__WHAT THE EXERCISE ASKS__.
Could you print exactly the lines of the listing below, starting at the line that has "Find the geometric" and ending at the line that has "Find the wood", and only those lines?

__AVAILABLE DATA__.
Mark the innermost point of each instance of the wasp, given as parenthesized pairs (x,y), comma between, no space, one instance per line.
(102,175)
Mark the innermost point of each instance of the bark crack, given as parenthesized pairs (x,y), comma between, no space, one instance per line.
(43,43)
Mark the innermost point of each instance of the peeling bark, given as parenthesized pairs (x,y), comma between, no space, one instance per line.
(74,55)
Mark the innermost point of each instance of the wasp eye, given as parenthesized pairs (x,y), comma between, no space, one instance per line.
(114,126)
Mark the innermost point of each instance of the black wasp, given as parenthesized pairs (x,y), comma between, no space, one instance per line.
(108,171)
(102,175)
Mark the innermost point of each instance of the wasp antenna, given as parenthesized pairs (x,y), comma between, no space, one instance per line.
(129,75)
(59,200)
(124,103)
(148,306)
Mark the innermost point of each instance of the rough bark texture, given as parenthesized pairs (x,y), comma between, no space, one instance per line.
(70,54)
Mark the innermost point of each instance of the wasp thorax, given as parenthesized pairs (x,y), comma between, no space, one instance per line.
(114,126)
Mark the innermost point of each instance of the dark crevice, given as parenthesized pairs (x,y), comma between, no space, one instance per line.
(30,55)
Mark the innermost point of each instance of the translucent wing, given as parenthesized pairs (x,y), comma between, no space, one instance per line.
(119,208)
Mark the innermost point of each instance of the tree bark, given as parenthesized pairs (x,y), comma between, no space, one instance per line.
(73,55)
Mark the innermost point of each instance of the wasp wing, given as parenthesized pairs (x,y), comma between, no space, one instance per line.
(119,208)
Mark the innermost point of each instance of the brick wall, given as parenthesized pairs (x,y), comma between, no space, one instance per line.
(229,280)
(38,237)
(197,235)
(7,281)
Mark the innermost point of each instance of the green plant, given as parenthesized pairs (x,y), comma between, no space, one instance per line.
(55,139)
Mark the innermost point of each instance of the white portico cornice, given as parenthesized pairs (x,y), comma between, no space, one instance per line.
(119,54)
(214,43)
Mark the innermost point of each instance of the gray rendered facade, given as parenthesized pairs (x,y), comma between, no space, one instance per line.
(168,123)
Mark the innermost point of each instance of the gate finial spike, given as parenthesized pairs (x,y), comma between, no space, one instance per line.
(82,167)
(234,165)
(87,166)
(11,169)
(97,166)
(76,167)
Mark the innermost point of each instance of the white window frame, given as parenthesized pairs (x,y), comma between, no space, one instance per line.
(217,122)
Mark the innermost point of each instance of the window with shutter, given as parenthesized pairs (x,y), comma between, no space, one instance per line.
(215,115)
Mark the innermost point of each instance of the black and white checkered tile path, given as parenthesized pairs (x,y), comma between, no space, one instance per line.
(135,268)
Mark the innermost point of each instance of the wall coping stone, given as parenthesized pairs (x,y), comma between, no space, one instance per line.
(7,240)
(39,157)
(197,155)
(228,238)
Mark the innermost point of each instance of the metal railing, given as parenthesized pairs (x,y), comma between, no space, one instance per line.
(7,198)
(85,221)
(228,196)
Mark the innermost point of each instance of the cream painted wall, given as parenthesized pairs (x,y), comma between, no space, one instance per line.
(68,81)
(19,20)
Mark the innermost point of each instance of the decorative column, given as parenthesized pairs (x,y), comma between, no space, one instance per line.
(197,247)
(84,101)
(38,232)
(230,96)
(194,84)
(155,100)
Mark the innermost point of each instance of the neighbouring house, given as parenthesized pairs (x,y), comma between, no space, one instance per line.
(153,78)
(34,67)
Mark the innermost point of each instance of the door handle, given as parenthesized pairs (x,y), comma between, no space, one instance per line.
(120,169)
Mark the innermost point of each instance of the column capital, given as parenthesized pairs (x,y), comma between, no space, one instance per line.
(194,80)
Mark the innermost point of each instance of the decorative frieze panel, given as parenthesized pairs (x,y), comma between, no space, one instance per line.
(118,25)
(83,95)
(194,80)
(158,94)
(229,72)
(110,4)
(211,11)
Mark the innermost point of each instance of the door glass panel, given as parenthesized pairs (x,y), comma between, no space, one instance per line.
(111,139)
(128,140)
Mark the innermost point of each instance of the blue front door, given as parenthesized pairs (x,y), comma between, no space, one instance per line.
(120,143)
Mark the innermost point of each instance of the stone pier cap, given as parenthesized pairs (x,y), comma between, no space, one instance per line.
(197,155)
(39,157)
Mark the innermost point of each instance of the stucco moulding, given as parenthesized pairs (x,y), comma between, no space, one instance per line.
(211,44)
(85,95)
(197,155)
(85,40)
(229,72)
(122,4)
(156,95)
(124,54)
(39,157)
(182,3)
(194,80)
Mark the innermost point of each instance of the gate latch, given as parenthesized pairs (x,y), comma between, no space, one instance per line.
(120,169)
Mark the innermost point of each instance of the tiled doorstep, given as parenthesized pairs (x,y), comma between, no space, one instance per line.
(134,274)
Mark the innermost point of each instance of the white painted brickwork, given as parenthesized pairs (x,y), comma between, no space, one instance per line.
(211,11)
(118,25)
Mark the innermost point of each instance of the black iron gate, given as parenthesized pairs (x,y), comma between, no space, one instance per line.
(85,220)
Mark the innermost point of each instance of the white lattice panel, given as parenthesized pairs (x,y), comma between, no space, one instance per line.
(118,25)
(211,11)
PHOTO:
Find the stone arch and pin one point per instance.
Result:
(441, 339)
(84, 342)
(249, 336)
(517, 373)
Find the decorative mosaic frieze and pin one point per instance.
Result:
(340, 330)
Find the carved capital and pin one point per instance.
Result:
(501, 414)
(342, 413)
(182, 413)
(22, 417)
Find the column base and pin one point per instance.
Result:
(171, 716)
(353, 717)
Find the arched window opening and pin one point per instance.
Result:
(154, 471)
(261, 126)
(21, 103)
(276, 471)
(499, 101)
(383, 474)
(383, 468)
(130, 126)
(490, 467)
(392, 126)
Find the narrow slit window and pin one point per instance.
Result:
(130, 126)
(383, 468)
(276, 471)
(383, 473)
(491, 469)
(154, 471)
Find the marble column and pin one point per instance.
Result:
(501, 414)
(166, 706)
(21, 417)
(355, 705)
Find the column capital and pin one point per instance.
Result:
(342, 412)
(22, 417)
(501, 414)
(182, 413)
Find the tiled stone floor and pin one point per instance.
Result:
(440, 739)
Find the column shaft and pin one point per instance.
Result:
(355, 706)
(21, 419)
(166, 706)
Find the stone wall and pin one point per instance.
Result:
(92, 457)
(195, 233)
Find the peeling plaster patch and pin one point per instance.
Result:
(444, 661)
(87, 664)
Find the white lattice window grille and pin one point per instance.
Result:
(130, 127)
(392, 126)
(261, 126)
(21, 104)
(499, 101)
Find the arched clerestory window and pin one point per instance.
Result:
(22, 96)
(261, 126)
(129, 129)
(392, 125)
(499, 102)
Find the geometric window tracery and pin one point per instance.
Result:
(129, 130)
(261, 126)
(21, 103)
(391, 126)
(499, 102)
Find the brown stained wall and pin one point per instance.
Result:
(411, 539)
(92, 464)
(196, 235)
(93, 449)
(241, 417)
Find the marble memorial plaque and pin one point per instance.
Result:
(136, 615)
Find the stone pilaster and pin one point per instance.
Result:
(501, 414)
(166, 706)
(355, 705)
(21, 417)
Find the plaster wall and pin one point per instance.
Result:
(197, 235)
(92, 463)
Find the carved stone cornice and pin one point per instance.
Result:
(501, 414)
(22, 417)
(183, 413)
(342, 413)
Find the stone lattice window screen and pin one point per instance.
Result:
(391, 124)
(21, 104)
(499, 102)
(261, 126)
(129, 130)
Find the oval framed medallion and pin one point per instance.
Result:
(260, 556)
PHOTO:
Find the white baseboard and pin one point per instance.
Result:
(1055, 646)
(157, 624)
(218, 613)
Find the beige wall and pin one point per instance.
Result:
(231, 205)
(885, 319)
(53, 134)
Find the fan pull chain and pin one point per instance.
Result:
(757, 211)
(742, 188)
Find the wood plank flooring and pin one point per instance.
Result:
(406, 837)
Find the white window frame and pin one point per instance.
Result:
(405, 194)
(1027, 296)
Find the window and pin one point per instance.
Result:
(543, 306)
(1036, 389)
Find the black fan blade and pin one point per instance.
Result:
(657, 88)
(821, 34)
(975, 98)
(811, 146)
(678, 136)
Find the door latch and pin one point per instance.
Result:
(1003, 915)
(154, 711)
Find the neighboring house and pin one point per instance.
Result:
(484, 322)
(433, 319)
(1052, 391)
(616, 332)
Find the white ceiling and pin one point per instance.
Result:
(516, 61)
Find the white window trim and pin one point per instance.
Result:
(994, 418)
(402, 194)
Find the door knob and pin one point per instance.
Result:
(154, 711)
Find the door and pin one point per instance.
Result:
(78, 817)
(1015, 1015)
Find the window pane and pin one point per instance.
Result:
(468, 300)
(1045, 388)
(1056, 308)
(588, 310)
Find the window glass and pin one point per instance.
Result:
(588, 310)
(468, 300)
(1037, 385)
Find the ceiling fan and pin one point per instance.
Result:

__TASK RESPONSE__.
Find the geometric window tracery and pin one point per instance.
Result:
(129, 130)
(261, 126)
(21, 103)
(391, 126)
(499, 102)
Find the brown stained wall and pin one point per instance.
Result:
(411, 539)
(92, 464)
(196, 235)
(93, 449)
(241, 417)
Find the marble memorial plaque and pin one point per instance.
Result:
(136, 615)
Find the stone pilaster and pin one point per instance.
Result:
(501, 414)
(166, 706)
(355, 705)
(21, 417)
Find the plaster wall and pin one point per instance.
Result:
(197, 235)
(92, 463)
Find the carved stone cornice and pin one point per instance.
Result:
(501, 414)
(22, 417)
(183, 413)
(342, 413)
Find the stone lattice window screen and pin one point per instance.
Result:
(391, 124)
(21, 104)
(499, 102)
(261, 126)
(129, 130)
Find the oval framed medallion and pin one point per instance.
Result:
(260, 556)
PHOTO:
Find the white baseboard and pin one point per instance.
Result:
(1055, 646)
(157, 624)
(218, 613)
Find the beige wall and pin one point per instance.
Result:
(231, 205)
(885, 319)
(53, 134)
Find the fan pull chain and pin one point per instance.
Result:
(757, 211)
(742, 188)
Find the wood plank flooring and pin one point per instance.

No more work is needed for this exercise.